Madame Dupont directrice de la clinique X précisait que les sondes avaient été réutilisées 3 à 4 fois chacune.

Les services de la Direction Générale de la Concurrence de la Consommation et de la Répression des Fraudes estimaient pour leur part qu'eu égard au nombre d'interventions pratiquées et au nombre de sondes en stock, certaines sondes avaient dû être utilisées 13 fois.

Isabelle Douchet pharmacien de la clinique X précisait que la notice relative à ces sondes excluait la restérilisation. Elle indiquait que les risques infectieux lui semblaient suffisants pour interdire le réemploi de ce matériel, sans compter les risques mécaniques (modification de la rigidité de l'électrode).

Les laboratoires Bard avaient fait effectuer le 20 juin 1993 un examen en microscopie à balayage de l'état de surface d'une sonde électrode restérilisée qui concluait à la possibilité de présence de débris cellulaires ou bactériens après cette opération.

Le Directeur des hôpitaux faisait connaître à Monsieur le Procureur de la République du Tribunal de grande instance de Paris par courrier du 30 septembre 1996 que la clinique X avait cessé ses pratiques de réutilisation des sondes après l'enquête de la Direction Générale de la Concurrence, de la Consommation et de la Répression des Fraudes, que dans le cadre du système de matériovigilance récemment mis en place, il n'avait pas été signalé d'incidents liés à la réutilisation de dispositifs médicaux par la clinique X, que toutefois on pouvait penser que la réutilisation du matériel à usage unique par des établissements de santés pouvait contribuer au développement en France des cas d'infections nosocomiales qui plaçait le pays au tout dernier rang en matière de lutte contre ces infections.

• [OBJECTIF DE L'EXERCICE]: Comment traduire en anglais cette phrase du texte sur la réutilisation des sondes : « Isabelle Douchet pharmacien de la clinique X précisait que la notice relative à ces sondes excluait la restérilisation. » ?

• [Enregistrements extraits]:
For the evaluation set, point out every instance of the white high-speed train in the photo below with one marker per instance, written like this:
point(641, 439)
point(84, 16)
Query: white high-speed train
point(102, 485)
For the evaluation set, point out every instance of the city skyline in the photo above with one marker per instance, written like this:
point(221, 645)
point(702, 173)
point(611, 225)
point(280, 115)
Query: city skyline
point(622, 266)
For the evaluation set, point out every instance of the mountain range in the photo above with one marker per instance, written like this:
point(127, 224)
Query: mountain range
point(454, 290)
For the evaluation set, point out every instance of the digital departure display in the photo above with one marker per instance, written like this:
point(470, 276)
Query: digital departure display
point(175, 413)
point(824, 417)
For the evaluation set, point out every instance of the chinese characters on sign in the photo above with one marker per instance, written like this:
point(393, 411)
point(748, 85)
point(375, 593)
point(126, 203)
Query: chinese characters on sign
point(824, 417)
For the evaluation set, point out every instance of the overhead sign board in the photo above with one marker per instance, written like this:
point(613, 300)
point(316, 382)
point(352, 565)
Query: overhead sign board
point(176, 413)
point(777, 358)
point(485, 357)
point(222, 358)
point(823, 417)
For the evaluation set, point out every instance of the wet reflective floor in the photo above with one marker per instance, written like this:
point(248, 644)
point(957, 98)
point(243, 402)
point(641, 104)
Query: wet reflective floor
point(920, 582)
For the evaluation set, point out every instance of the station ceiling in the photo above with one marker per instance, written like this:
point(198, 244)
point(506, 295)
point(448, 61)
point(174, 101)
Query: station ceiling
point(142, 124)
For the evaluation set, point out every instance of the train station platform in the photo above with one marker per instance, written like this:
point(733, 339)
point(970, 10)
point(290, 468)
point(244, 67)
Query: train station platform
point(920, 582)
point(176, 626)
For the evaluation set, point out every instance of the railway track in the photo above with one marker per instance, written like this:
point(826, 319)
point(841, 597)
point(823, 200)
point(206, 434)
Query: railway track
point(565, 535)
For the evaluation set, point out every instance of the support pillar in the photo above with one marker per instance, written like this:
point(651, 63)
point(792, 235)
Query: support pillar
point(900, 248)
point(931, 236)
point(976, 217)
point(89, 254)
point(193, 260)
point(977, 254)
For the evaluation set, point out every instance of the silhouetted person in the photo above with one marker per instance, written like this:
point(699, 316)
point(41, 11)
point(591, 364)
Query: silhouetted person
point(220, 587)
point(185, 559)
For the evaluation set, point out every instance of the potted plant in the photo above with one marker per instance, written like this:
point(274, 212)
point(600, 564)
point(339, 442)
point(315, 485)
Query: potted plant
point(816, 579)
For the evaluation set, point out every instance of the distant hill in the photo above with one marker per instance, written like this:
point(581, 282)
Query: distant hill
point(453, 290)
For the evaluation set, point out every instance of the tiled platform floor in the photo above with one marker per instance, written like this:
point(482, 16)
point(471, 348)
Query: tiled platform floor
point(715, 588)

• [EXERCICE CORRIGÉ]: Isabelle Douchet, pharmacist at clinic X, stated that the instructions for these probes ruled out resterilization.